Rows from a box-labeling dataset
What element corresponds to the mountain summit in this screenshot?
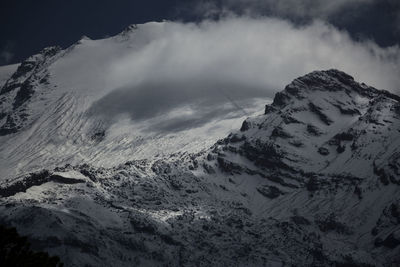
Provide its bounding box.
[0,70,400,266]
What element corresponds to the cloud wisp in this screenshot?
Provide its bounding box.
[88,17,400,134]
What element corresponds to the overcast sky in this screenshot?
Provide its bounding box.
[0,0,400,65]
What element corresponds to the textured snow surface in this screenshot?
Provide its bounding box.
[0,28,400,266]
[0,24,268,179]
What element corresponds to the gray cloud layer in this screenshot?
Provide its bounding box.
[186,0,378,18]
[92,17,400,133]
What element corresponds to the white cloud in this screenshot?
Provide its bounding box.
[192,0,377,18]
[90,17,400,132]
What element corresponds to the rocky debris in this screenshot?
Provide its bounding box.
[318,147,329,156]
[0,70,400,266]
[308,102,333,125]
[307,124,323,136]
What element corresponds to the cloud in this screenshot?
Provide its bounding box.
[177,0,378,19]
[91,17,400,134]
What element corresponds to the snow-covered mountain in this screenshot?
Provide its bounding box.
[0,61,400,266]
[0,23,268,179]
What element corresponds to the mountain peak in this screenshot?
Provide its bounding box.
[272,69,400,108]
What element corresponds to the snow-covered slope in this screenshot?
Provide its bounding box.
[0,23,265,179]
[0,70,400,266]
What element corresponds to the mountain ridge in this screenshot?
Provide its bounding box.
[0,70,400,266]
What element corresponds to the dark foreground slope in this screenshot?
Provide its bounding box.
[0,70,400,266]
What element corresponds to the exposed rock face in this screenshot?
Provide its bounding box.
[0,70,400,266]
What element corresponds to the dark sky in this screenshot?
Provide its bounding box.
[0,0,400,65]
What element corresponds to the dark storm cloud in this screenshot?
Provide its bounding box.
[0,41,15,65]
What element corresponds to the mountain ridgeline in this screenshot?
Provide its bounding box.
[0,45,400,266]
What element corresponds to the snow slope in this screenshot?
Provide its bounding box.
[0,23,267,179]
[0,70,400,266]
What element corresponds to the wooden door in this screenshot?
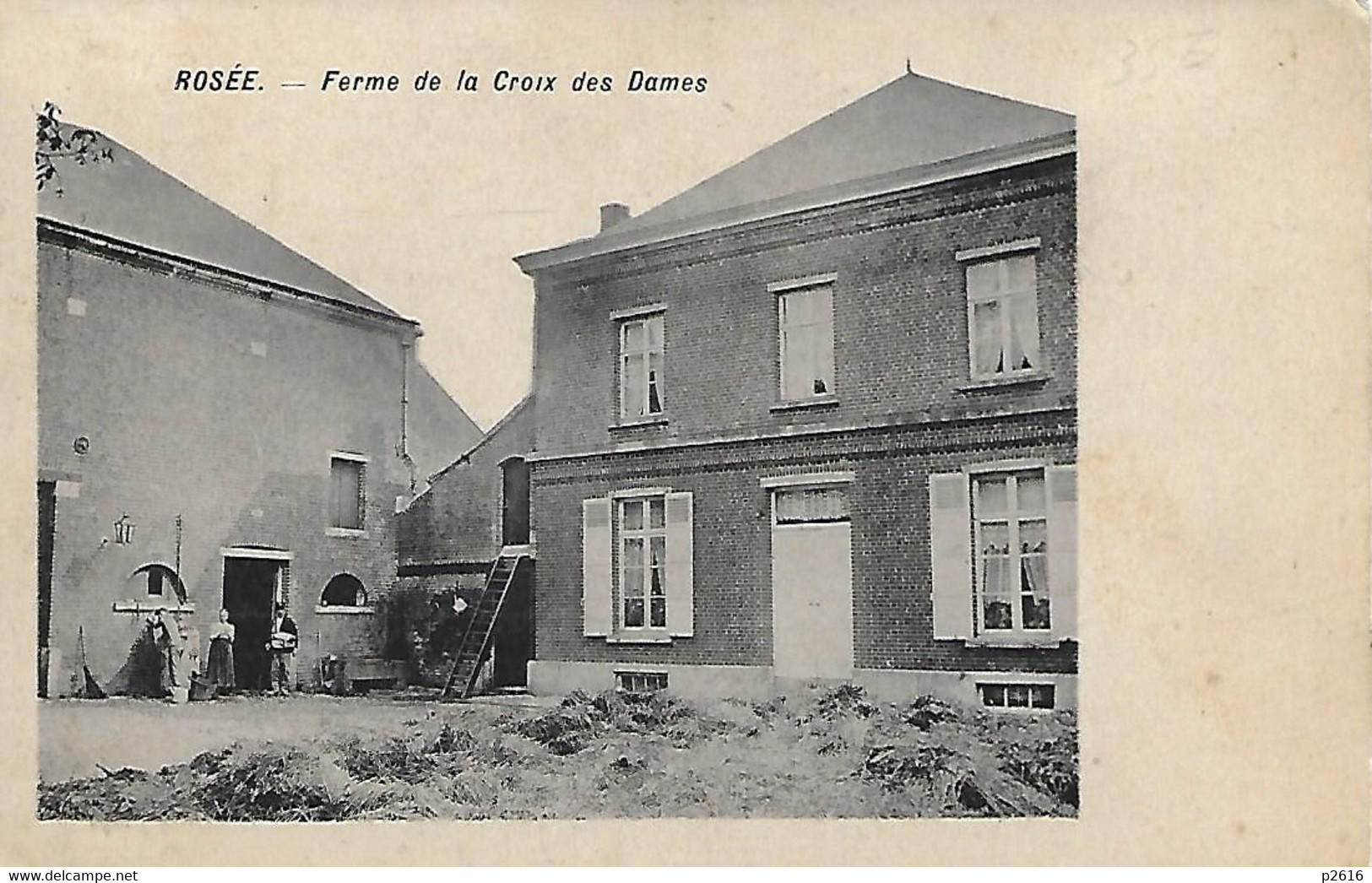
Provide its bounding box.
[773,521,854,679]
[501,457,529,545]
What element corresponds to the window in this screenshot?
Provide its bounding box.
[582,487,696,643]
[777,284,834,402]
[132,564,185,602]
[619,496,667,628]
[320,573,366,608]
[619,312,665,420]
[929,461,1077,646]
[329,455,366,531]
[968,255,1040,378]
[977,684,1056,709]
[615,672,667,692]
[972,469,1052,632]
[775,487,848,523]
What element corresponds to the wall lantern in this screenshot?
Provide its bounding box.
[114,512,138,545]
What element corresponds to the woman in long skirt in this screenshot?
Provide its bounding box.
[204,610,235,692]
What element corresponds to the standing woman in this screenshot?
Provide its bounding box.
[204,610,235,692]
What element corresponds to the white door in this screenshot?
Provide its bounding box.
[773,490,854,679]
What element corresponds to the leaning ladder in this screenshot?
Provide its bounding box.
[443,553,527,699]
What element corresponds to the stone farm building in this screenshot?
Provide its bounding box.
[37,131,480,695]
[402,74,1077,707]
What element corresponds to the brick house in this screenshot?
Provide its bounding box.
[37,129,478,695]
[516,74,1077,707]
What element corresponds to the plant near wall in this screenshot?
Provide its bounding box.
[33,101,114,196]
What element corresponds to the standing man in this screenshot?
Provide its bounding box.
[266,602,299,696]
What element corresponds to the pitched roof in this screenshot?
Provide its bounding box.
[518,73,1076,266]
[39,123,404,319]
[409,360,481,481]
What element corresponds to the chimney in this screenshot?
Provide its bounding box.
[601,203,628,233]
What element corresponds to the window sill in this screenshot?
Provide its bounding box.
[110,598,195,613]
[957,371,1052,393]
[963,635,1065,650]
[771,393,838,414]
[605,632,672,644]
[610,414,667,432]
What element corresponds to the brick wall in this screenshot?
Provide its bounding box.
[535,158,1076,454]
[39,241,409,690]
[399,399,534,566]
[518,156,1077,672]
[534,409,1077,672]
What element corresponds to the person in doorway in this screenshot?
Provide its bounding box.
[151,608,185,701]
[206,610,236,692]
[266,602,299,696]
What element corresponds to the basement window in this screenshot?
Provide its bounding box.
[320,573,366,608]
[977,684,1056,710]
[615,672,667,692]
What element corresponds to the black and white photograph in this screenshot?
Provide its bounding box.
[7,3,1368,864]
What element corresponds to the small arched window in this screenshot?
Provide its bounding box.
[129,564,185,602]
[320,573,366,608]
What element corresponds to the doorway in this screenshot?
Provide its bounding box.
[773,487,854,679]
[501,457,529,545]
[224,555,285,690]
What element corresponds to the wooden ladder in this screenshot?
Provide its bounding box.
[443,553,527,699]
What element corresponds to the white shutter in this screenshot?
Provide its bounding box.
[1049,465,1077,641]
[667,494,696,637]
[929,472,972,639]
[582,498,615,637]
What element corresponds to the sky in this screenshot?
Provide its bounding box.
[3,4,1092,428]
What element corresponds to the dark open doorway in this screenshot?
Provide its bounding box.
[492,558,534,687]
[501,457,529,545]
[224,556,284,690]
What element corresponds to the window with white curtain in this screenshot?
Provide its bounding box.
[972,469,1052,633]
[777,284,834,402]
[968,255,1040,378]
[775,487,848,523]
[619,496,667,630]
[619,312,665,420]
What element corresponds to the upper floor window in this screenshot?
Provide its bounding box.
[619,312,665,420]
[777,283,834,402]
[968,253,1040,378]
[329,454,366,531]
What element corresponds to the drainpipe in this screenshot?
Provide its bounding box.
[395,336,419,496]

_WHAT IS NEEDED:_ List everything from the line containing "What element corresponds to the gray" down to the line containing "[90,17,400,132]", both included, as a numbered list, and leave out any blank lines.

_RESULT:_
1. What element corresponds to the gray cloud layer in this screenshot?
2. Provide its bounding box.
3. [186,0,378,18]
4. [92,17,400,133]
5. What element corresponds to the white cloud in this screenshot?
6. Provide its bounding box.
7. [192,0,377,18]
8. [90,17,400,132]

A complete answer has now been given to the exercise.